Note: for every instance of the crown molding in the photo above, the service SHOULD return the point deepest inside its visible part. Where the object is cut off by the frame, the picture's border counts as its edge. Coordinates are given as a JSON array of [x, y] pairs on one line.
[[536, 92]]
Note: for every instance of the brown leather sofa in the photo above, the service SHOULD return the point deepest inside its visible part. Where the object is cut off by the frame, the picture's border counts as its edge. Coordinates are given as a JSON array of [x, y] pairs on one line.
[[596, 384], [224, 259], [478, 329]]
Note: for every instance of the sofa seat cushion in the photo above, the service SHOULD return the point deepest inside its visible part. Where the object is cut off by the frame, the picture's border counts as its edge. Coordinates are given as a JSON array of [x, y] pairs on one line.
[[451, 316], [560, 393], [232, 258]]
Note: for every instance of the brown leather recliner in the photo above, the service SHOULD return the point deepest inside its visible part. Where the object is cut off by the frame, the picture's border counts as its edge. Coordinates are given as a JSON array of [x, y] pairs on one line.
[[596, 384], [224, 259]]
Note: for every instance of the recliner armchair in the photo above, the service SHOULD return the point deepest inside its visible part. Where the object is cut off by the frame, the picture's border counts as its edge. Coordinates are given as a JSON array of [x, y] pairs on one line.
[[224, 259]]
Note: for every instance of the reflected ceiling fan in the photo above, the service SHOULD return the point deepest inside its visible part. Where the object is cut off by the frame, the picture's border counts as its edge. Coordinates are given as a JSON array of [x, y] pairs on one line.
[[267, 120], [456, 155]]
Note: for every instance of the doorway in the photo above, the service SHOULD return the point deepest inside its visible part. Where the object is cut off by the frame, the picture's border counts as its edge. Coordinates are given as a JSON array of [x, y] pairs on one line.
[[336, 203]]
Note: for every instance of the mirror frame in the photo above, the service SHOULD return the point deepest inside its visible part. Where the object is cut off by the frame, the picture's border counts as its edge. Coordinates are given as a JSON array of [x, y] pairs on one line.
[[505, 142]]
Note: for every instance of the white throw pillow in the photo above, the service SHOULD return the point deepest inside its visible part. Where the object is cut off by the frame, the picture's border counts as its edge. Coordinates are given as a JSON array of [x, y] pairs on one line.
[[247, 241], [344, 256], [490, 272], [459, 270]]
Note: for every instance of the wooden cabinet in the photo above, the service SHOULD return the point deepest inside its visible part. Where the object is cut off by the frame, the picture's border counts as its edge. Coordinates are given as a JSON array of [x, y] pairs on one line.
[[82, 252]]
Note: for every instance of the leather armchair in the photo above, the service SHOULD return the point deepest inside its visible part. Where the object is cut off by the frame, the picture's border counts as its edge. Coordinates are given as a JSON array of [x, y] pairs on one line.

* _What needs to be done_: All of the entries above must be quoted exactly.

* _Exercise answer_:
Note: for every instance of the crown molding in the photo above, the service SHOULD return the point deepest inside its visible part. Where the object is cut off by the frame, the picture's border counts as its edge. Coordinates are given as a JSON array of [x, y] pairs on one line.
[[536, 92]]
Note: for every instance of the brown leather sofa in the photo above, the service SHOULD return the point deepest inside its visible part. Where the object is cut off by the frame, the picture's border counts as its edge. Coordinates are given as a JSON array of [x, y] pairs on one line.
[[596, 384], [224, 259], [478, 329]]
Note: for every instance of the sofa seat cushion in the photo above, the service SHOULD return the point deepest inside its visible part. Where the object is cut off by the frame, the picture's border counts as its edge. Coordinates are given as a JSON array of [x, y] pairs on one line.
[[451, 316], [560, 393], [232, 258]]
Note: for every instance of the brown leather recliner in the photo above, the service SHOULD return the point deepest inside its visible part. Where the object is cut off by the frame, the picture's border counts as its edge. Coordinates are given as a JSON array of [x, y] pairs on one line.
[[596, 384], [224, 259]]
Note: for every instance of the recliner armchair in the photo above, the service SHOULD return the point deepest inside its visible part. Where the object is cut off by the frame, the picture's border counts as its edge. Coordinates are given as a JSON array of [x, y] pairs on one line.
[[224, 259]]
Note: for every instance of the reflected ceiling fan in the photo above, the service SHOULD return the point deepest inside its visible part. Where the object is cut off by the frame, the picture's border counts as its edge. Coordinates are given as a JSON array of [x, y] pairs on one line.
[[267, 120], [456, 155]]
Note: for every instance of the doorway in the photo above, the service SHOULD return the point deepest inside its visible part. Where the object is cut off by the frame, the picture's border counts as its edge. Coordinates are given as a JSON array of [x, y] pairs on one line.
[[336, 203]]
Note: for every instance of the mirror frame in the photo above, the service SHOULD return the point deepest inside its visible part. Where the object is cut off by the frame, the picture's border counts as its edge. Coordinates are given as a JSON array of [x, y] pairs on one line.
[[505, 142]]
Note: for every instance of the white throw pillow in the photo above, the service SHOULD return the point deepest inside its visible part. Where the object is cut off by the frame, the picture's border counts as its edge. Coordinates are given as a JSON array of [x, y] pairs on one line.
[[247, 241], [344, 256], [490, 272], [459, 270]]
Note: for every instance of the wooden cabinet in the photo above, the service SHOULD return the point deepest inside its visible part. Where the object is cut off by the frame, the picture's border counts as its edge. Coordinates are given as a JSON array of [x, y] pairs on one line.
[[82, 252]]
Note: for every instance of the leather armchair in the photo above, the service SHOULD return the point deepest inside its visible part. Where the object is cut off by the frame, the picture's border counts as its edge. Coordinates are given as a JSON array of [x, y] pairs on one line.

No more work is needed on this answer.